[Passage shown — start]
Mojeed was born a few months after Nigeria announced its first total lockdown in March 2020 as part of measures to check the spread of the COVID-19 in the country. So, they call him “Corobaby”. A happy child, Mojeed, teetered from one end of the compound to the other as though on an undercover mission – from his mother to the father and paternal grandmother who weaned him.

Although the lockdown was not observed in Iseyin, a rustic Yoruba community in Oyo State, South-west Nigeria, where Mojeed and his parents live, the effect of the economic shutdown in Lagos, Nigeria’s commercial capital, and the nation’s capital city was felt everywhere. States locked their borders to curb the spread of the virus; there were travel restrictions and businesses began to nosedive.

For most households in Iseyin where traditional cloth weaving is the major source of livelihood, they all disembarked from the wooden loom. They had woven enough clothing materials at home, but there was no one to buy them. Hands akimbo, they stared at the horizon. Some rested on their window frames lost in thought; hunger and frustration dealt a massive blow.

Mrs Abduljelil and her husband, Jelil, had nowhere to go. They had no other business or means of survival and life became unbearable. Yet, they welcomed Mojeed into the world with open hands.

“It was a tough time for us. The pandemic and the restrictions came to us unexpectedly. We had to stop working and we were sleeping all day. That was when we had our third child, Mojeed. I do not pray to witness such a pandemic in my lifetime again,” she said.

“We suffered. We sold out the materials we had at home for peanuts just to feed. I took my children to my mother-in-law to take care of them. Businesses have started picking up again, but so many of us have not recovered from the shock of COVID-19.”
[Passage shown — finish]
- _Tasks and exercises_
1 > According to the passage about the weaving families of Iseyin, what is the major source of livelihood for most households there?
2 > Carry on the passage about the weaving families of Iseyin and the pandemic, picking up after its final quoted sentence.
[Information — start]
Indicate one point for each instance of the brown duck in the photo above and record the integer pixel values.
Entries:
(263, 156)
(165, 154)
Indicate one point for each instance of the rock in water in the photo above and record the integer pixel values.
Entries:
[Information — finish]
- _Answers to the tasks_
1 > Traditional cloth weaving.

2 >
Before COVID-19 disrupted the traditional cloth weaving business in the community, Mrs Abduljelil, who only attended a basic primary school, would wake up at 6 a.m., cook for the family, feed the children and step out into the compound to begin the business of the day. She used to weave two packs of materials daily. A pack, which consists of eight pieces of woven materials, is sold for N800. In other words, she used to make about N1,600 daily.

The pandemic altered everything.

It was 4 p.m. and the blazing sun was already lowering its gaze. Under a huge mango tree, 40-year-old Oluwayemisi Kehinde was at her best as she shuttled a small wooding boat across threads and locked them with the reed. Her feet were swift on the pedals of the ‘ofi’, which is the local name for a loom. The warp was long, about ten metres away from the ofi where she sat to knot it with the weft to form a beautiful pattern.

In Yoruba language, aso means cloth; so, aso-ofi loosely translates as the hand-woven textile from the loom. The process is hectic and takes days, from sorting the raw cotton or synthetic fibres to combing, spinning and warping — all done manually.

Ms Kehinde has been making aso-ofi for over 20 years. She works from 7 a.m. to 6 p.m. daily and only rests on Sundays. Her dexterity and energy were contagious as she answered questions smoothly without a break from weaving. She learnt the job when she dropped out of school after her primary education.

According to her, the height of the COVID-19 pandemic was the toughest period she has ever experienced over two decades of making aso-ofi. She sold out all the materials she had in store for lesser amounts. At some point, Ms Kehinde said, she fed her six children with mangoes. Schools were shut, so they all woke every morning thinking about where the next meal would come from.

“We feed our family and also pay children’s school fees with proceeds from this business. Customers used to come to Iseyin from different parts of the country to order various designs, quality and brands of our material. Suddenly, they disappeared, and we starved,” Ms Kehinde said.

“I used to sell a pack of aso-ofi for N5,000 or 6,000 depending on the quality because I use 100 per cent cotton. I can make ten packs in three days. So, things were good for us and we were able to meet our needs. Now, the profit has thinned owing to the recent increase in the materials we use, but the demand is increasing because we make quality aso-ofi here.”